**Texte:**
◇ ◇ ◇ ◇
II) La digitalisation comme nouvel enjeu de ces
transformations
« Innover c'est facile, la difficulté c'est de
transformer une innovation en vrai business » (Michael Dell, fondateur de
Dell). Si l'arrivée en masse de nouvelles technologies numériques
dans notre quotidien n'est plus un secret pour personne, il reste en revanche
un défi de transformation et d'adaptation majeur pour les entreprises.
Ce processus issu du développement des technologies du digital (A) a
durablement changé l'économie et les entreprises, entrainant donc
tout naturellement Michelin dans la digitalisation (B).
A. Le développement des technologies du
digital
Ce développement repose avant tout sur
l'évolution des technologies du numériques (1) qui ont eu des
impacts sur l'économie et les entreprises (2). Cette situation toute
particulière, au-delà des nécessités de
transformation qu'elle impliquait, a vu l'émergence d'entreprises
data-driven (3).
◇ ◇ ◇ ◇
**Données extraites:**
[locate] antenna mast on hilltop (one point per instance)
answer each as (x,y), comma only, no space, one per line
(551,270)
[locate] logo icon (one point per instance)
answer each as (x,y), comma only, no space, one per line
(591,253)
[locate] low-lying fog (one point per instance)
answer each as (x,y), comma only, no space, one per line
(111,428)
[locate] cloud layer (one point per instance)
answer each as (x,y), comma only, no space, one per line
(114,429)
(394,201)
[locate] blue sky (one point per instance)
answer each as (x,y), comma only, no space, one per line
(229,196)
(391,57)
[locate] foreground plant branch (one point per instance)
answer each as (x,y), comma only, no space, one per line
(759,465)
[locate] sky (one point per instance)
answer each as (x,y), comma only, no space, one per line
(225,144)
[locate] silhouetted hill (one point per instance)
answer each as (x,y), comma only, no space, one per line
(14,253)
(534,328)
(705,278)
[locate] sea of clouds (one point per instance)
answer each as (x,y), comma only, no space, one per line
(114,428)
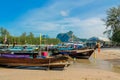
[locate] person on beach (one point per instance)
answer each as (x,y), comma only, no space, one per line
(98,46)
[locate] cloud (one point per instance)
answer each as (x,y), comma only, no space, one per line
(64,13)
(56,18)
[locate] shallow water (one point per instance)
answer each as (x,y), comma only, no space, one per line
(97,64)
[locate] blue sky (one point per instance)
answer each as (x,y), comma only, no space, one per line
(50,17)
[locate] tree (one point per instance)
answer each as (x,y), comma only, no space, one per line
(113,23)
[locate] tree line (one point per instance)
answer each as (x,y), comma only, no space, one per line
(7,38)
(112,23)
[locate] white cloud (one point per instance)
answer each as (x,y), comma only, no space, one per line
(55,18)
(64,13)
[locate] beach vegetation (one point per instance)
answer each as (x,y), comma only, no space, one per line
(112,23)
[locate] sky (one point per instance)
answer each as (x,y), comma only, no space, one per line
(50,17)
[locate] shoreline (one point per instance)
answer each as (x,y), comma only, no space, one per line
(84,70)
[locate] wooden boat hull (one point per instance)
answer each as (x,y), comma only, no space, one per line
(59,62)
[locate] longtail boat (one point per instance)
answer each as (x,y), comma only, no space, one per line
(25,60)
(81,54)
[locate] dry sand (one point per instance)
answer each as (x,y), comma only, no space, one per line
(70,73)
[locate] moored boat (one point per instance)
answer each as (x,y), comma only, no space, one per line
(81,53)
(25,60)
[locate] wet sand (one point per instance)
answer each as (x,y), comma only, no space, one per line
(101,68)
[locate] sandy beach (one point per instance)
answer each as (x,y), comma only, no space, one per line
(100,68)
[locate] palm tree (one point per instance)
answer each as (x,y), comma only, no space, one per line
◇ ◇ ◇ ◇
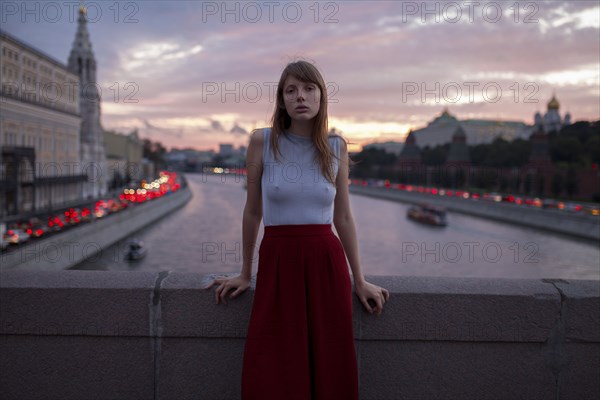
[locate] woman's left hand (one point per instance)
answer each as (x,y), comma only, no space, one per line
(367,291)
◇ ◇ ◇ ◇
**Consigne:** Recopiez fidèlement l'extrait du texte sur la digitalisation qui commence aux mots « II) La digitalisation » et s'arrête après « pour les entreprises. ».

**Exercice terminé:**
II) La digitalisation comme nouvel enjeu de ces
transformations
« Innover c'est facile, la difficulté c'est de
transformer une innovation en vrai business » (Michael Dell, fondateur de
Dell). Si l'arrivée en masse de nouvelles technologies numériques
dans notre quotidien n'est plus un secret pour personne, il reste en revanche
un défi de transformation et d'adaptation majeur pour les entreprises.